#### [Problem description]
Take the entries that follow and return exactly the lines from the one holding "positive clicks: (141, 24)" through the one holding "25L146 22H141L137 28L140", both included. Nothing else is needed.

#### [Given data]
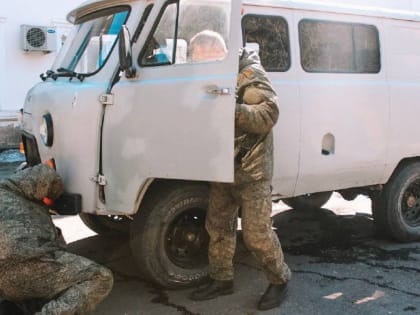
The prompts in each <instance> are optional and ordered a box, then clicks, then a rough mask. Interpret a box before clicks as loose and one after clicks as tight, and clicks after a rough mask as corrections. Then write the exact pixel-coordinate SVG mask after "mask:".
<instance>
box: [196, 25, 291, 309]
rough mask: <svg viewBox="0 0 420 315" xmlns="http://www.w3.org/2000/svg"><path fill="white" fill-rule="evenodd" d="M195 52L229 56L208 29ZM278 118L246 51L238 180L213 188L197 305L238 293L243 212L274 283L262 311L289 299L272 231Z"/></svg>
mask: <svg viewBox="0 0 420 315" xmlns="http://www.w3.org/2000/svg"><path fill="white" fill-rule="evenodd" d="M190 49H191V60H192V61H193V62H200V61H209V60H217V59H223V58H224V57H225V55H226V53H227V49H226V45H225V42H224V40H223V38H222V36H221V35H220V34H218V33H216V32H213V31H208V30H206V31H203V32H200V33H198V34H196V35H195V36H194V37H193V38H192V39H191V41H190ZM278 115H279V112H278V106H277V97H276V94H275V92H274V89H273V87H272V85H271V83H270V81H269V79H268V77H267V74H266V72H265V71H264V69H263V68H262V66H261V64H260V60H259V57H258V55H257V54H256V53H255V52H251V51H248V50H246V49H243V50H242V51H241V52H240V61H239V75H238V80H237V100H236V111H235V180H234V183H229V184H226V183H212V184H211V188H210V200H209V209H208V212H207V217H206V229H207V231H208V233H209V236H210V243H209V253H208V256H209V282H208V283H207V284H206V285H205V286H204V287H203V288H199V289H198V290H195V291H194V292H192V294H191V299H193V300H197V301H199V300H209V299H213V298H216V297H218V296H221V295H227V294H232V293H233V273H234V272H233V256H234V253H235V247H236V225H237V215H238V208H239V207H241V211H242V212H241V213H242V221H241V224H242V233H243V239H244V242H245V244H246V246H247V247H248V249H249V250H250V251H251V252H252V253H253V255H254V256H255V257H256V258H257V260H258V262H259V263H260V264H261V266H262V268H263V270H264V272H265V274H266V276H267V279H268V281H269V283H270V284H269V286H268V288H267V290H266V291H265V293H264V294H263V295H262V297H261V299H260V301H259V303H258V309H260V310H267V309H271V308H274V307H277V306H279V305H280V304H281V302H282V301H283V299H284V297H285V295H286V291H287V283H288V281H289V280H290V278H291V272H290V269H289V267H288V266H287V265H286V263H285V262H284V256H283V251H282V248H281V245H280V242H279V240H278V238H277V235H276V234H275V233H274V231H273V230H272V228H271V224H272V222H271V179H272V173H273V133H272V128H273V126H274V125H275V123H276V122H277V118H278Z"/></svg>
---
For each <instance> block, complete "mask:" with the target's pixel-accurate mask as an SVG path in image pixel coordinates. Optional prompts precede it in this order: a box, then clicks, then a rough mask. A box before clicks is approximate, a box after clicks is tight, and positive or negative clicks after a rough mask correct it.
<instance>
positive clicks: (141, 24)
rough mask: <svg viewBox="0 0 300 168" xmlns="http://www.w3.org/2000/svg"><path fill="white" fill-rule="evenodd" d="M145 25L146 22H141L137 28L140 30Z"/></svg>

#### [Answer to this task]
positive clicks: (141, 24)
rough mask: <svg viewBox="0 0 300 168" xmlns="http://www.w3.org/2000/svg"><path fill="white" fill-rule="evenodd" d="M145 25L146 22H141L137 28L140 30Z"/></svg>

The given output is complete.